## WRITTEN TASK
Please reproduce the stretch from the start of the items through the line that contains "95), (113, 99)]", requests included, and shift every coordinate in the answers up by 93.

## DATA IN THIS EXERCISE
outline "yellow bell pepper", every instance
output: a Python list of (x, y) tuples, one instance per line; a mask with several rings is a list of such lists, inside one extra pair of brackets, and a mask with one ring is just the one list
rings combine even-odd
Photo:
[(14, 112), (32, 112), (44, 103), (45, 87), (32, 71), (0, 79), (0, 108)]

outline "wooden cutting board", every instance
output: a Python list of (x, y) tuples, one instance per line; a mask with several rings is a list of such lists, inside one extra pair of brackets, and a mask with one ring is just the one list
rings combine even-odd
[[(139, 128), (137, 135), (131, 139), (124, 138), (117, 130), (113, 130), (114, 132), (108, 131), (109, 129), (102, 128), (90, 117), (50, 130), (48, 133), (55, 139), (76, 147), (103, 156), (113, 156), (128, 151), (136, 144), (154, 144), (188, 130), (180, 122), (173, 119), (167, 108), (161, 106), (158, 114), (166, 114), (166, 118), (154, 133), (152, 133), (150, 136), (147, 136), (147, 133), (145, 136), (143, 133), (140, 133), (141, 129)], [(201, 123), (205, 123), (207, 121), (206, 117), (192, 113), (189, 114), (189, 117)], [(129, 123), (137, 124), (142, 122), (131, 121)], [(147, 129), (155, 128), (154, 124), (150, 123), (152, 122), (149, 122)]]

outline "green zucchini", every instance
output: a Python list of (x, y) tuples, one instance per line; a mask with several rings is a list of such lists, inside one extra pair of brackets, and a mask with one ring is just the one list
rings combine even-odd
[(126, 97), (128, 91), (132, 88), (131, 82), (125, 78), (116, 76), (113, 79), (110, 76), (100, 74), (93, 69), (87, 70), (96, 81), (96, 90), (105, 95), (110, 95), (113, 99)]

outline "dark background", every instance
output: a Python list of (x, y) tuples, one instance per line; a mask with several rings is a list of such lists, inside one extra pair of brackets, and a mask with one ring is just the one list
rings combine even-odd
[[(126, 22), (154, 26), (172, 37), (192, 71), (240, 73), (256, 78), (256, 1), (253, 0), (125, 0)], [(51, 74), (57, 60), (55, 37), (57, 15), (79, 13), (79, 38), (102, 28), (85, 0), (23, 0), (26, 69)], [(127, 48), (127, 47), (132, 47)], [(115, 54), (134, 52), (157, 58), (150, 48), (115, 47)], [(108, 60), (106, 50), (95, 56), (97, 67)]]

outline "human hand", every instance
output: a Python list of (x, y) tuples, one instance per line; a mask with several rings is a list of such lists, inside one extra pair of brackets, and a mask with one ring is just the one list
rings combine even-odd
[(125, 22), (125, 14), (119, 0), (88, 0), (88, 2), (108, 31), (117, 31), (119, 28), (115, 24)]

## SOLUTION TO THE EXERCISE
outline "yellow bell pepper", every instance
output: a Python list of (x, y) tuples, one instance per line; a mask with several rings is a list of such lists, inside one extra pair of brackets, and a mask with one ring is just the one list
rings combine even-odd
Photo:
[(107, 205), (125, 205), (137, 196), (138, 180), (125, 164), (93, 172), (93, 201)]

outline "wooden cutting board", every instance
output: a Python list of (x, y) tuples, one instance per line; a mask with several rings is a list of such lists, inside one extra pair of brackets, and a mask with one ring is just the one list
rings combine even-odd
[[(232, 221), (230, 228), (224, 232), (217, 231), (210, 223), (206, 223), (207, 225), (201, 224), (202, 222), (195, 221), (183, 210), (143, 223), (141, 226), (148, 232), (169, 240), (196, 249), (206, 249), (221, 244), (229, 237), (247, 237), (281, 223), (273, 215), (266, 212), (260, 201), (254, 199), (251, 207), (259, 207), (259, 211), (247, 226), (245, 226), (243, 229), (240, 229), (240, 226), (238, 229), (236, 226), (233, 226), (234, 222)], [(294, 216), (298, 216), (300, 214), (299, 210), (285, 206), (282, 207), (282, 210)], [(222, 216), (230, 217), (235, 215), (224, 214)], [(240, 222), (248, 221), (247, 217), (243, 216), (245, 215), (242, 215)]]

outline "green zucchini", every instance
output: a Python list of (x, y) tuples, one instance per line; a mask with several rings is a list of such lists, inside one extra pair of brackets, and a mask with one ring is just the one list
rings combine even-odd
[(219, 190), (221, 184), (225, 181), (224, 175), (218, 171), (209, 169), (206, 172), (203, 169), (193, 167), (186, 162), (180, 163), (189, 174), (189, 183), (198, 188), (203, 188), (206, 192)]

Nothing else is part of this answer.